## 課題一覧
1. 子どもの歯科治療についての本文では、1歳から2歳半くらいまでの子どもは治療時にどのように椅子に座るとされていますか。
2. 子どもの歯科治療についての本文の要点を2文でまとめてください。
3. 子どもの歯科治療についての本文を、最後の文の後から書き継いでください。

## 本文
--*--

お子さまでも3歳以上であれば、出来る限り意思の疎通を図っています。いきなり、口を開けて治療を始めるのではなく、器具を一つひとつお見せして、治療方法をご説明します。お子さまが泣くのは未知のものへの恐怖心から来ることが多いので、明確にすることで恐怖心を取り除くことができると考えています。大人のペースで進めずに、出来るだけ明るく優しく接することが重要です。
「自分が話したいことをきちんと聞いてくれる」「意味もなく怖いことをする訳ではない」と理解していただければ、ほとんどのお子さまが抵抗なく通院できるようになります。お子さまから「また来るね」と声を掛けてくださることもあり、とても嬉しく思います。
お子さまの治療にあたっては、すぐに治療を行うのではなく、まずていねいに話をして理解し合うことを大切にしています。そのため当院では無理やりの治療は行いません。また親御様へのご理解を求めることも重要です。小さいお子さまであれば、ご本人が治療方針などを管理できる訳ではありません。なぜ削るのか、といったことは親御さまに説明をして同意をいただきます。
1歳から2歳半くらいまでであれば、親子を離さずに、親御さまと一緒に椅子に座っていただきますし、3歳以上であれば出来るだけお子さまおひとりで座ってもらいます。もちろんその場合も親御さまに付き添っていただくことは可能です。このように、お子さまというより一人の人間として接していれば、自然と通院の習慣は育っていくものだと思っています。

--*--

抽出されたデータエントリ:
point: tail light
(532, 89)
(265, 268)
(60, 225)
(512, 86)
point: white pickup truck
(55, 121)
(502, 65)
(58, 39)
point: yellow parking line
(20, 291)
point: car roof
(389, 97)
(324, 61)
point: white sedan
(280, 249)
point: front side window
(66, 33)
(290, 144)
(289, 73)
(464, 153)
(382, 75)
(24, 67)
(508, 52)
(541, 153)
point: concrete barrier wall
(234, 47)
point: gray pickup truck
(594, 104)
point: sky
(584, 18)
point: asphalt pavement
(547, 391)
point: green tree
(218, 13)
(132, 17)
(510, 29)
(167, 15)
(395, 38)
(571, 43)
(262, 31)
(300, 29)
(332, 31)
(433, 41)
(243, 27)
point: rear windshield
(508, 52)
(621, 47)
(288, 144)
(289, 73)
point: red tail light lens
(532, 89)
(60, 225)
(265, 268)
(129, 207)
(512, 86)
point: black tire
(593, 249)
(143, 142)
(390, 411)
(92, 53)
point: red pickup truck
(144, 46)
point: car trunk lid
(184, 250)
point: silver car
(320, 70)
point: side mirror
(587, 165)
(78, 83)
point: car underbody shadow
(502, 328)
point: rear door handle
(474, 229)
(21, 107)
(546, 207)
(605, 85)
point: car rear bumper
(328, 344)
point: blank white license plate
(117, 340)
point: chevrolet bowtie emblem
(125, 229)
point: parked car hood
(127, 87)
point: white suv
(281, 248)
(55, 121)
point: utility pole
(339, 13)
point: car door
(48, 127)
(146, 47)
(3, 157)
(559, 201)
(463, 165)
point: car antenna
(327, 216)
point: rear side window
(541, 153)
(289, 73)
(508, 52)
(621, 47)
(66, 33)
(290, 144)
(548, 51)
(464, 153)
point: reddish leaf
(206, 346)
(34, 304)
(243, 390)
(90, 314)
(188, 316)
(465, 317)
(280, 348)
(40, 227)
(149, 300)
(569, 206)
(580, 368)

--*--

## 解答一覧
1. 親子を離さずに、親御さまと一緒に椅子に座ります。

2. 当院では、3歳以上の子どもには器具を一つひとつ見せて治療方法を説明するなど意思の疎通を図り、無理やりの治療は行わない。小さい子どもの場合は治療方針を親御さまに説明して同意を得ており、年齢に応じて親御さまと一緒に、またはできるだけ一人で椅子に座ってもらう。

3.
お子さまには恐怖を与えないことを目的として「これから何をどのくらいやるのか」といった注意が必要ですが、親御さまに対しては、まずお子さまのお口の状況の説明をていねいに行います。きちんと磨けているか、虫歯ができやすい環境になっていないかなど、その瞬間の状況を理解していただくためです。もし磨き残しが見受けられるようであれば、ブラッシングのアドバイスなども行います。もちろんお子さまのお口の中に関連する疑問や質問などにも、出来るだけ分かりやすくお答えするようにしています。
その上で治療方針などを説明します。親御さまへの理解が得られない状態では治療は提供できませんので、お子さまへの理解と並行して、詳細な説明を大切にしています。